** Tasks **
- a) In the Marc Jacobs interview, who does Jacobs name as his boss?
- b) Extend the Marc Jacobs interview past its last line.

** Document section **
Designer Marc Jacobs is the last unconventional thinker in fashion. A conversation about provoking and steam locomotives.
Mr Jacobs, you had steam locomotives for your last Louis Vuitton fashion show. Is that sort of spectacle still up-to-date for this internet age?
Marc Jacobs: Oh yes. For me the shows are the forum, the important battle in which I want to get across what is important for me. After all it is about the vision of the whole season. Nothing manages to impress more than a direct performance. I can look at it as a little movie on the internet, but you will never feel the energy, the steam of the locomotive, the noise. Would you rather see an opera live or on television?
However, the whole thing is most definitely not cheap. Do your bosses let everything through on the nod, whatever you come up with?
You have to fight sometimes. Even though I even have a couple of people around me who do that fighting for me. But these things are gone rather quickly. We’ve had elevators and a merry-go-round in previous seasons. Smoking Kate Moss on the elevator was on all the covers. If it didn’t pay off, my boss Bernard Arnault would have long put me into place.
Do you always get what you want?
Yes, if I really want something it’s really hard to get me off that trail. But you have to pick your battles wisely, you can’t fight over everything. Some people did roll their eyes once I said that I wanted a train. There were arguments, but more about the party afterwards.
Because we also wanted the locomotive for the party after the show – but nobody wanted to pay for security. I mean: the locomotive is okay but you will then try to save money when it comes to the people who take care of it? I had to play the Drama Queen for a second there.

** Collected data **
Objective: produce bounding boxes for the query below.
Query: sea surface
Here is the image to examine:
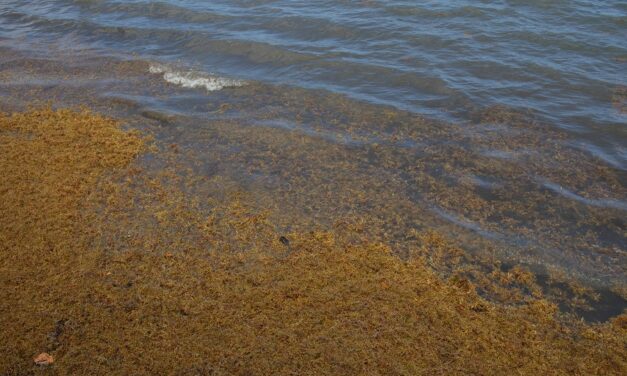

** Results by task **
- a) Bernard Arnault

- b)
"You have to fight sometimes. Even though I even have a couple of people around me who do that fighting for me."
Tell us, how would that look? Do you stomp your feet, do you start crying?
No. I get a little b*tchy. I said: “So I’m not coming then.” I have no idea whether that made an impression or not. But a couple of days later I had my security people.
May it be that that is fun to you?
No, I actually don’t like pissing people off, at all. Quite the opposite, actually. I am very good-natured. There are people who are so much worse. I’m not going to mention names. But when I want my locomotive it might happen that I become a bit of a pain in the ass. You have to get people to listen to what you’ve got to say. Sometimes it works and sometimes it doesn’t.
People do giggle and laugh at all the megalomania of your shows. One always has the feeling you want to make a little fun of the business and its rituals.
No, I’m aiming at the surprise, the shock effect. I like the idea of touching people – even if it’s just for those seven minutes of a fashion show. It makes me feel like the director of a play that requires four months of work, has only one dress rehearsal, and will then never be played again. There are so many people involved: the technicians, the tailors, handbag makers, the models, the set designers. The energy that builds up over days and then gets unleashed in this on act – that’s what takes the audience. That’s when we have accomplished our goal.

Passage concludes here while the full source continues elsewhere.